OBJECTIVE — Copy the items below word for word, from the line containing "Pick out the beige" through the last line of the items, including both ends.
— start of AVAILABLE RECORDS —
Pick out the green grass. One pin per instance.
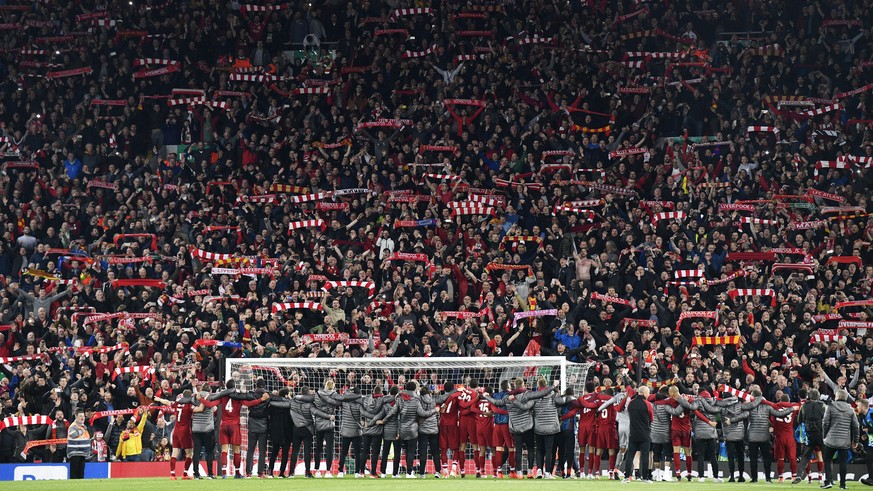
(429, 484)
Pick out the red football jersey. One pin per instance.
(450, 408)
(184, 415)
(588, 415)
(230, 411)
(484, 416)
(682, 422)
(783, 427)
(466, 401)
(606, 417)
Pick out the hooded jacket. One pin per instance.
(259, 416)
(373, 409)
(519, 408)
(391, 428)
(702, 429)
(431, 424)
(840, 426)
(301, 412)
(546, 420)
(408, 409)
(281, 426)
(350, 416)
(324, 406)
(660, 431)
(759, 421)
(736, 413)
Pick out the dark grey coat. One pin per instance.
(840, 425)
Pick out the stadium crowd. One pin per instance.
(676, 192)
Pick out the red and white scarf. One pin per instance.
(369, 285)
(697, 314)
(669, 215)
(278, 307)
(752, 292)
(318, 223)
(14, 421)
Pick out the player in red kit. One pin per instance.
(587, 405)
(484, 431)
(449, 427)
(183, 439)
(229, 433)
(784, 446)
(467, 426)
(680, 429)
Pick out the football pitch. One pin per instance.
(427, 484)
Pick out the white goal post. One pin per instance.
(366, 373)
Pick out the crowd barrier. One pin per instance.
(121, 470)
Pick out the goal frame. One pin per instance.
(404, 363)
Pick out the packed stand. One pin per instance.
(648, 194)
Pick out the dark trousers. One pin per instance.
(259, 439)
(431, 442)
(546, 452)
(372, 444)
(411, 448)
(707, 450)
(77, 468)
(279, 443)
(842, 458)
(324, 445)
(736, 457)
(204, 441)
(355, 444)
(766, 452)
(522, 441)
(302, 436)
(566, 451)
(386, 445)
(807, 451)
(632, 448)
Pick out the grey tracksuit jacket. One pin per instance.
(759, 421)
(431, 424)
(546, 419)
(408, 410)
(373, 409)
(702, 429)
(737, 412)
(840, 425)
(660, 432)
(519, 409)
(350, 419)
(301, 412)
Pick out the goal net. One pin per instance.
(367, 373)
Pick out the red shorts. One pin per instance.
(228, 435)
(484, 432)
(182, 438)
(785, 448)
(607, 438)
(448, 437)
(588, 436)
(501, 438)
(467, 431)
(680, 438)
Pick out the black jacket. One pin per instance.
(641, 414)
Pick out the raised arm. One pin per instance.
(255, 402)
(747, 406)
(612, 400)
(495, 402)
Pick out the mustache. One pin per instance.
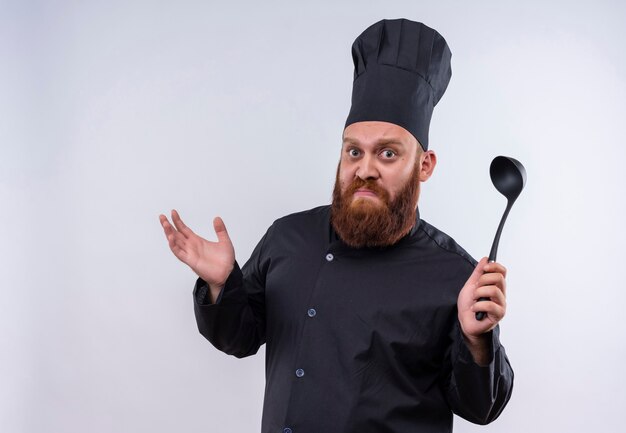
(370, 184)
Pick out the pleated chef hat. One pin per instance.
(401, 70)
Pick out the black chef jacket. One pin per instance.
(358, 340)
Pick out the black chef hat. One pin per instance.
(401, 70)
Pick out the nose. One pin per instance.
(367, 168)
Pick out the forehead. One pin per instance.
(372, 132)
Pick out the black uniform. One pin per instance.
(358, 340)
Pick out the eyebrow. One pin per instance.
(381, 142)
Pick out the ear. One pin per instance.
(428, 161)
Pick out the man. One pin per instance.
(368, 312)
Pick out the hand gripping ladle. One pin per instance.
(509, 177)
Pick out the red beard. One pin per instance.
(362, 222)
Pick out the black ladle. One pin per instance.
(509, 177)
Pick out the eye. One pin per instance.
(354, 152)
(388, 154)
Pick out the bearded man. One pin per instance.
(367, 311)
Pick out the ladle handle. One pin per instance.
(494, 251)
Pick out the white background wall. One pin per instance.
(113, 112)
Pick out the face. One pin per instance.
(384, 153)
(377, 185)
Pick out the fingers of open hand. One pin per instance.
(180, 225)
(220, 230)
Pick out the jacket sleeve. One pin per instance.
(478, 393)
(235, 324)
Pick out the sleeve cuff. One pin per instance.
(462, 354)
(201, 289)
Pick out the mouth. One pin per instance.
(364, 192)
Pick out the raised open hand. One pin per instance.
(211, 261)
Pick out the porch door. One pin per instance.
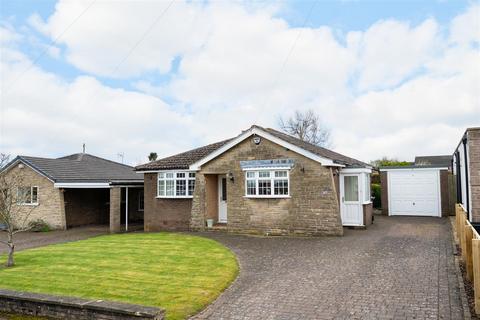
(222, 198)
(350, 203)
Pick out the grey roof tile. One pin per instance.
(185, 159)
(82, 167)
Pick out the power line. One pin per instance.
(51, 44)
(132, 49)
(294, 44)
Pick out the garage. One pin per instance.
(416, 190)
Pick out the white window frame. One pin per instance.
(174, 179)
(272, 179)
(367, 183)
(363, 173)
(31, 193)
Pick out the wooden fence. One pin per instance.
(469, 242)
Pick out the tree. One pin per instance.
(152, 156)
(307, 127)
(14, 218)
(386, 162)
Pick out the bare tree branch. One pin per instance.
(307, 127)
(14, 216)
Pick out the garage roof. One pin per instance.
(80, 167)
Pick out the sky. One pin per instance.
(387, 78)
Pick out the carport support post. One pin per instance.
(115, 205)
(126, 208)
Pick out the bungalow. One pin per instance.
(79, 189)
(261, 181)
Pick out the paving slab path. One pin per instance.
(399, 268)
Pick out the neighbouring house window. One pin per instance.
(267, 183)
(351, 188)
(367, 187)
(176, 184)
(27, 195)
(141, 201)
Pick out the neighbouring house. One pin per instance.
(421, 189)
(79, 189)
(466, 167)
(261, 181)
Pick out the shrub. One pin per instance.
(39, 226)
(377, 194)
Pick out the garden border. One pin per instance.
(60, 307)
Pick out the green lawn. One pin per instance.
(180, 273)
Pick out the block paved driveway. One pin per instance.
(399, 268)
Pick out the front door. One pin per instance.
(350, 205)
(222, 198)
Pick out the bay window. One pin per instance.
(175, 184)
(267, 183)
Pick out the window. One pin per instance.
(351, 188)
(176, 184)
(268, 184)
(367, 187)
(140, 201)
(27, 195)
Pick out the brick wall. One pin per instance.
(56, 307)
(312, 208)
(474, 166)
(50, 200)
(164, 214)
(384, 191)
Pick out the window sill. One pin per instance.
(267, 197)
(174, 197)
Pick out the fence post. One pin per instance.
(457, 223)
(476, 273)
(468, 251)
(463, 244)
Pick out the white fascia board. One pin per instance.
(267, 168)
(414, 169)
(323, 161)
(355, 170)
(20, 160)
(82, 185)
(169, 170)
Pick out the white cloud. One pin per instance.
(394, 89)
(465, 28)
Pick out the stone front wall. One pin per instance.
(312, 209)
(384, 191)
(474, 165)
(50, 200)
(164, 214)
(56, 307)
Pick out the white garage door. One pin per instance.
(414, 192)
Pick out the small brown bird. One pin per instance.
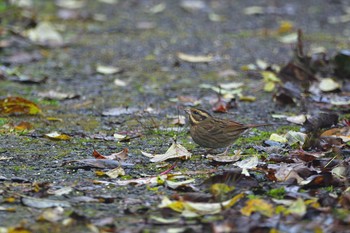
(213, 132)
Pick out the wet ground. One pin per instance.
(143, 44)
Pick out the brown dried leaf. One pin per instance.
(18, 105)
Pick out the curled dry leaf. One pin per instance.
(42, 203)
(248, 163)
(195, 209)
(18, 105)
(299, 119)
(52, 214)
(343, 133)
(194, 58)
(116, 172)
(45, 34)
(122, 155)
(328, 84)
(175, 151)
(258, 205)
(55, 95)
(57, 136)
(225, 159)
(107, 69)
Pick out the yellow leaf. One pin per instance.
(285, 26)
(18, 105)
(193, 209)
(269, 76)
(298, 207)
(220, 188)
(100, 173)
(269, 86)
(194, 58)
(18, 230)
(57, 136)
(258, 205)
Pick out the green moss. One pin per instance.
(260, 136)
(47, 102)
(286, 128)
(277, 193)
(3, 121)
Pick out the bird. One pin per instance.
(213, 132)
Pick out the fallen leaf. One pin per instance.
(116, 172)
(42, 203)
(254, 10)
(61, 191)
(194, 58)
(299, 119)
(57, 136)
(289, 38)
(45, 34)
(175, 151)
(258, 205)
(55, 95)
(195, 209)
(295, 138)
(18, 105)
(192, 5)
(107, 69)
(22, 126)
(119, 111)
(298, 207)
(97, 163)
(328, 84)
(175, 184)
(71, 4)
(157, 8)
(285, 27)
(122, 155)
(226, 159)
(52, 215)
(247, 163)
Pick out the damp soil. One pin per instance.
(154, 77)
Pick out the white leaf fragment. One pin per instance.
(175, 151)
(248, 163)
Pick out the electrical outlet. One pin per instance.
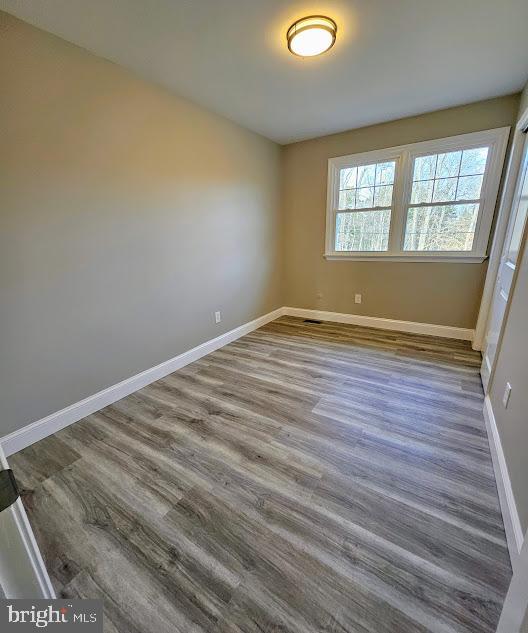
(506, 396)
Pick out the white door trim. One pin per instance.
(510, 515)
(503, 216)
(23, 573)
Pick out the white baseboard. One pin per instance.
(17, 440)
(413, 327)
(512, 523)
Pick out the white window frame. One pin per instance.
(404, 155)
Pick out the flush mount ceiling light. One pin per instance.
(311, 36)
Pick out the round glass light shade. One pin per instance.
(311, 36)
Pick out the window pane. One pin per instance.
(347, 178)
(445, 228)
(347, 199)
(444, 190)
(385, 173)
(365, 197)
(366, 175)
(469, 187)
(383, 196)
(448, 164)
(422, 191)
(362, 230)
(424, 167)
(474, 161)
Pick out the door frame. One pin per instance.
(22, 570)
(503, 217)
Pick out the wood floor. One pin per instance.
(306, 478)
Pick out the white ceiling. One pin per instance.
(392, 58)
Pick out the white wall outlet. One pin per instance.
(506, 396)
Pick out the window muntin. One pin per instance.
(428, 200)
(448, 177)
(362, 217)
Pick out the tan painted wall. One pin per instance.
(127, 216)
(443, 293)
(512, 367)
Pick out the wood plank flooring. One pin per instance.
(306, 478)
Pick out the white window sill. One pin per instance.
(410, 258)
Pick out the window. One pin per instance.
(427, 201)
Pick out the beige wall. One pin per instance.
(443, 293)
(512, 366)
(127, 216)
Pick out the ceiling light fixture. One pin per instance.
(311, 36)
— end of AVAILABLE RECORDS —
FULL SOLUTION —
Pick out the beige wall. One pin per instance.
(443, 293)
(512, 366)
(127, 216)
Pick out the ceiling light fixture. One pin per instance.
(311, 36)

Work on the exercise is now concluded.